PAGE EXCERPT
+===+

Theorem seqp1cd 10469

Description: Value of the sequence builder function at a successor. A version of seq3p1 10465 which provides two classes D and C for the terms and the value being accumulated, respectively. (Contributed by Jim Kingdon, 20-Jul-2023.)

Hypotheses

Ref	Expression
seqp1cd.m	|- ( ph -> N e. ( ZZ>= ` M ) )
seqp1cd.1	|- ( ph -> ( F ` M ) e. C )
seqp1cd.2	|- ( ( ph /\ ( x e. C /\ y e. D ) ) -> ( x .+ y ) e. C )
seqp1cd.5	|- ( ( ph /\ x e. ( ZZ>= ` ( M + 1 ) ) ) -> ( F ` x ) e. D )

Assertion

Ref	Expression
seqp1cd	|- ( ph -> ( seq M ( .+ , F ) ` ( N + 1 ) ) = ( ( seq M ( .+ , F ) ` N ) .+ ( F ` ( N + 1 ) ) ) )

Distinct variable groups:   x, .+ , y   x, C, y   x, D, y   x, F, y   x, M, y   x, N, y   ph, x, y

Proof of Theorem seqp1cd

Dummy variables a b w z c d are mutually distinct and distinct from all other variables.

Step	Hyp	Ref	Expression
1		seqp1cd.m	. . 3 |- ( ph -> N e. ( ZZ>= ` M ) )
2		eluzel2 9536	. . . . 5 |- ( N e. ( ZZ>= ` M ) -> M e. ZZ )
3	1, 2	syl 14	. . . 4 |- ( ph -> M e. ZZ )
4		seqp1cd.1	. . . 4 |- ( ph -> ( F ` M ) e. C )
5		ssv 3179	. . . . 5 |- C C_ _V
6	5	a1i 9	. . . 4 |- ( ph -> C C_ _V )
7		seqp1cd.5	. . . . 5 |- ( ( ph /\ x e. ( ZZ>= ` ( M + 1 ) ) ) -> ( F ` x ) e. D )
8		seqp1cd.2	. . . . 5 |- ( ( ph /\ ( x e. C /\ y e. D ) ) -> ( x .+ y ) e. C )
9	7, 8	seqovcd 10466	. . . 4 |- ( ( ph /\ ( x e. ( ZZ>= ` M ) /\ y e. C ) ) -> ( x ( z e. ( ZZ>= ` M ) , w e. C |-> ( w .+ ( F ` ( z + 1 ) ) ) ) y ) e. C )

+===+

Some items

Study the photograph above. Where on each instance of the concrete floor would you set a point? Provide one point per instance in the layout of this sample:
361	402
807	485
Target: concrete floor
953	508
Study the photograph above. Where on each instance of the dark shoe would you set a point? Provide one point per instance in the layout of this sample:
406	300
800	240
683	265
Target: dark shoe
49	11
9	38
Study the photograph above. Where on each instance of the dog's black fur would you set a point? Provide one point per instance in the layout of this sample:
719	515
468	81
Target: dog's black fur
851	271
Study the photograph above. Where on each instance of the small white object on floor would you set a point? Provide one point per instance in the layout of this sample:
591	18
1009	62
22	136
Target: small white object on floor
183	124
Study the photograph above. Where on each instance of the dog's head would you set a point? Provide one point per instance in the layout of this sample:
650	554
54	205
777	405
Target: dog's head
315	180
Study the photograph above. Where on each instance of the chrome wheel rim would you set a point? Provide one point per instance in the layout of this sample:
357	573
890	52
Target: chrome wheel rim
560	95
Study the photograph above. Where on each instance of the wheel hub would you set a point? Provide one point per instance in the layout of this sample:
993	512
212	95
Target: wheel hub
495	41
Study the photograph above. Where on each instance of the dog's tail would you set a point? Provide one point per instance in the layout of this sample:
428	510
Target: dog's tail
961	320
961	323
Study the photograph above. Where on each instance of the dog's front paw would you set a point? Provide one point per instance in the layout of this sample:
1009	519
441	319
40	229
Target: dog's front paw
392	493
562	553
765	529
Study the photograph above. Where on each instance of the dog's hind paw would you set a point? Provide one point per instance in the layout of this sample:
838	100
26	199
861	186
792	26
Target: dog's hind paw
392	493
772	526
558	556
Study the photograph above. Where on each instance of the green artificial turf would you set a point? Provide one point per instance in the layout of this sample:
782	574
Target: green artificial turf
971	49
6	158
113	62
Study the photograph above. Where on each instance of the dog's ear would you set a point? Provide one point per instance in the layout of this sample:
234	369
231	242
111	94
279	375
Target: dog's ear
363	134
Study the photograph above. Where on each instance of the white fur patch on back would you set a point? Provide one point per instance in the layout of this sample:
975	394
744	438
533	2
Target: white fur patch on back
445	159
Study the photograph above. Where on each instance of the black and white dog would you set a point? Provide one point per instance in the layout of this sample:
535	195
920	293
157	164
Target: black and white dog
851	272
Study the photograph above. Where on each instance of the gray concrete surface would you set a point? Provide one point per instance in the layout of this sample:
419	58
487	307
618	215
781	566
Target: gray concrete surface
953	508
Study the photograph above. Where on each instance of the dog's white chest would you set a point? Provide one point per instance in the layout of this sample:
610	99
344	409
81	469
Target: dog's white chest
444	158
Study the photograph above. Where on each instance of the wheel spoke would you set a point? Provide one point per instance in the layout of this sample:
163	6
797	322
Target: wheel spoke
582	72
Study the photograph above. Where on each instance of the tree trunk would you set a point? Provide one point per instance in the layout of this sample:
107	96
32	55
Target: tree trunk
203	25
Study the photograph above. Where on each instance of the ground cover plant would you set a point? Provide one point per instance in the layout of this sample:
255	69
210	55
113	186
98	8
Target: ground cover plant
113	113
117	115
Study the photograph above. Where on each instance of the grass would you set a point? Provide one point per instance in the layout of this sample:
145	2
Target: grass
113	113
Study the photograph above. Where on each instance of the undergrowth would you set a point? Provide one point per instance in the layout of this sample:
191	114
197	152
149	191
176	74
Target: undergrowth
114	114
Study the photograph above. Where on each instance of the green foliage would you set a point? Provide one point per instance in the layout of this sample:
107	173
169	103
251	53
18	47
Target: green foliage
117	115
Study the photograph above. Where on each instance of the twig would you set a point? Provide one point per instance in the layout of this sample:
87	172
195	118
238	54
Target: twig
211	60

+===+

TASK LIST
(1) List every hypothesis label given on the seqp1cd page.
(2) On the seqp1cd page, who contributed the theorem, and on what date?
(3) Carry on the seqp1cd page from the point where it stops.
The items play no part in what comes next.

TASK ANSWERS
(1) seqp1cd.m, seqp1cd.1, seqp1cd.2, seqp1cd.5

(2) Jim Kingdon, on 20-Jul-2023.

(3)
10		iseqvalcbv 10460	. . . 4 |- frec ( ( a e. ( ZZ>= ` M ) , b e. _V |-> <. ( a + 1 ) , ( a ( c e. ( ZZ>= ` M ) , d e. C |-> ( d .+ ( F ` ( c + 1 ) ) ) ) b ) >. ) , <. M , ( F ` M ) >. ) = frec ( ( x e. ( ZZ>= ` M ) , y e. _V |-> <. ( x + 1 ) , ( x ( z e. ( ZZ>= ` M ) , w e. C |-> ( w .+ ( F ` ( z + 1 ) ) ) ) y ) >. ) , <. M , ( F ` M ) >. )
11	3, 10, 4, 8, 7	seqvalcd 10462	. . . 4 |- ( ph -> seq M ( .+ , F ) = ran frec ( ( a e. ( ZZ>= ` M ) , b e. _V |-> <. ( a + 1 ) , ( a ( c e. ( ZZ>= ` M ) , d e. C |-> ( d .+ ( F ` ( c + 1 ) ) ) ) b ) >. ) , <. M , ( F ` M ) >. ) )
12	3, 4, 6, 9, 10, 11	frecuzrdgsuct 10427	. . 3 |- ( ( ph /\ N e. ( ZZ>= ` M ) ) -> ( seq M ( .+ , F ) ` ( N + 1 ) ) = ( N ( z e. ( ZZ>= ` M ) , w e. C |-> ( w .+ ( F ` ( z + 1 ) ) ) ) ( seq M ( .+ , F ) ` N ) ) )
13	1, 12	mpdan 421	. 2 |- ( ph -> ( seq M ( .+ , F ) ` ( N + 1 ) ) = ( N ( z e. ( ZZ>= ` M ) , w e. C |-> ( w .+ ( F ` ( z + 1 ) ) ) ) ( seq M ( .+ , F ) ` N ) ) )
14		eqid 2177	. . . . 5 |- ( ZZ>= ` M ) = ( ZZ>= ` M )
15	4, 8, 14, 3, 7	seqf2 10467	. . . 4 |- ( ph -> seq M ( .+ , F ) : ( ZZ>= ` M ) --> C )
16	15, 1	ffvelcdmd 5655	. . 3 |- ( ph -> ( seq M ( .+ , F ) ` N ) e. C )
17		fveq2 5517	. . . . . 6 |- ( x = ( N + 1 ) -> ( F ` x ) = ( F ` ( N + 1 ) ) )
18	17	eleq1d 2246	. . . . 5 |- ( x = ( N + 1 ) -> ( ( F ` x ) e. D <-> ( F ` ( N + 1 ) ) e. D ) )
19	7	ralrimiva 2550	. . . . 5 |- ( ph -> A. x e. ( ZZ>= ` ( M + 1 ) ) ( F ` x ) e. D )
20		eluzp1p1 9556	. . . . . 6 |- ( N e. ( ZZ>= ` M ) -> ( N + 1 ) e. ( ZZ>= ` ( M + 1 ) ) )
21	1, 20	syl 14	. . . . 5 |- ( ph -> ( N + 1 ) e. ( ZZ>= ` ( M + 1 ) ) )
22	18, 19, 21	rspcdva 2848	. . . 4 |- ( ph -> ( F ` ( N + 1 ) ) e. D )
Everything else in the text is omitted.